Source:
▼
A Python port of Esprima, the JavaScript parser.
It's pretty slow -- about two orders of magnitude slower to parse a 116k JS file. The code was semi-automatically translated from JavaScript, and it does a lot of string appending, which is fast in JS but slow in Python.
Shelling out to a NodeJS process is likely to be a better way to use Esprima from Python. However, writing the interprocess data-marshaling code is a bit annoying, so if you want to do a quick hack on small amounts of data, PyEsprima is a good way to get down to business. The API is almost exactly the same, so you can easily swap in an interface to the external Node process later on.
Also, since the code is semi-automatically translated using js2py, it's easier to keep up-to-date, and thus bit-rot is less of a problem.
Finally, you'll be glad to know that all the relevant tests from the original Esprima pass.
Aside from our handling of RegExps, we expose the same interface as Esprima / SpiderMonkey:
>>> import pyesprima
>>> print pyesprima.tokenize("1 + 1")
[{'type': 'Numeric', 'value': '1'},
{'type': 'Punctuator', 'value': '+'},
{'type': 'Numeric', 'value': '1'}]
>>> pyesprima.parse("1 + 1", loc=True)
{'body': [{'type': 'ExpressionStatement', 'expression': {'operator': '+',
'loc': {'start': {'column': 0, 'line': 1}, 'end': ...
Esprima creates RegExp
objects for regular expression literals in the JS
source. However, Python regular expressions do not have a global
flag (it has
re.findall
instead), so we cannot map JS RegExps perfectly; instead,
pyesprima.RegExp
objects have a flags
attribute that records what flags were
used in the JS source.
Note that the returned objects are instances of pyesprima.jsdict
, which
simulates JavaScript dicts in having both a.x
and a['x']
mean the same
thing.
pip install pyesprima
▲
What is asked:
Copy out the whole PyEsprima description word for word.

Records supplied:
▼
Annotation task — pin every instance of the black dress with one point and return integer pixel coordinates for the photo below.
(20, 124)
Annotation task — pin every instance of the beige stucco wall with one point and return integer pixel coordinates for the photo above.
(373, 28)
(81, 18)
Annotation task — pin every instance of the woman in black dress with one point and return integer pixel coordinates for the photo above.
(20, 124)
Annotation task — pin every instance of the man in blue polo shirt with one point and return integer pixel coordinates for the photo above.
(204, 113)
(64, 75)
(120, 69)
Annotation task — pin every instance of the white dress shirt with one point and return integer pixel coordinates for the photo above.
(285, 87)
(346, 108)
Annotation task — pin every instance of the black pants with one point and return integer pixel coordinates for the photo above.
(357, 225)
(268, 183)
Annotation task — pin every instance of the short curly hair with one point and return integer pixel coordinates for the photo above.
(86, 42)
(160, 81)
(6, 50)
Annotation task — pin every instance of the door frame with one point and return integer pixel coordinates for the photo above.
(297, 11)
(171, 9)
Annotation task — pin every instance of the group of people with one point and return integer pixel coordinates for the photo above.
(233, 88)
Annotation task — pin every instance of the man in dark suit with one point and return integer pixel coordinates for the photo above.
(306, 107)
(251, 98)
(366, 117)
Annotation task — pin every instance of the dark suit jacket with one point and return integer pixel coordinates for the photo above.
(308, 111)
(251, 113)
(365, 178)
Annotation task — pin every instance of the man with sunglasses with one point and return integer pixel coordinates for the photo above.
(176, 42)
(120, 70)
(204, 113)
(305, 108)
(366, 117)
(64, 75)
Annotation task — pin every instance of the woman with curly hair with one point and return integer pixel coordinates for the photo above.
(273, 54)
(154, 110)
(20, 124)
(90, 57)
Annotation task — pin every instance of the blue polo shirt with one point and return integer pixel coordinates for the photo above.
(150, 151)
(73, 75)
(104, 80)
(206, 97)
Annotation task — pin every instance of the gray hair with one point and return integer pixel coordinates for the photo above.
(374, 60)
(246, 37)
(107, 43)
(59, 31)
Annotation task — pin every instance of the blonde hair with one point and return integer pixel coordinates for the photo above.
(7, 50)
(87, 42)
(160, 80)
▲
Answer to the task:
A Python port of Esprima, the JavaScript parser.
It's pretty slow -- about two orders of magnitude slower to parse a 116k JS file. The code was semi-automatically translated from JavaScript, and it does a lot of string appending, which is fast in JS but slow in Python.
Shelling out to a NodeJS process is likely to be a better way to use Esprima from Python. However, writing the interprocess data-marshaling code is a bit annoying, so if you want to do a quick hack on small amounts of data, PyEsprima is a good way to get down to business. The API is almost exactly the same, so you can easily swap in an interface to the external Node process later on.
Also, since the code is semi-automatically translated using js2py, it's easier to keep up-to-date, and thus bit-rot is less of a problem.
Finally, you'll be glad to know that all the relevant tests from the original Esprima pass.
Aside from our handling of RegExps, we expose the same interface as Esprima / SpiderMonkey:
>>> import pyesprima
>>> print pyesprima.tokenize("1 + 1")
[{'type': 'Numeric', 'value': '1'},
{'type': 'Punctuator', 'value': '+'},
{'type': 'Numeric', 'value': '1'}]
>>> pyesprima.parse("1 + 1", loc=True)
{'body': [{'type': 'ExpressionStatement', 'expression': {'operator': '+',
'loc': {'start': {'column': 0, 'line': 1}, 'end': ...
Esprima creates RegExp
objects for regular expression literals in the JS
source. However, Python regular expressions do not have a global
flag (it has
re.findall
instead), so we cannot map JS RegExps perfectly; instead,
pyesprima.RegExp
objects have a flags
attribute that records what flags were
used in the JS source.
Note that the returned objects are instances of pyesprima.jsdict
, which
simulates JavaScript dicts in having both a.x
and a['x']
mean the same
thing.
pip install pyesprima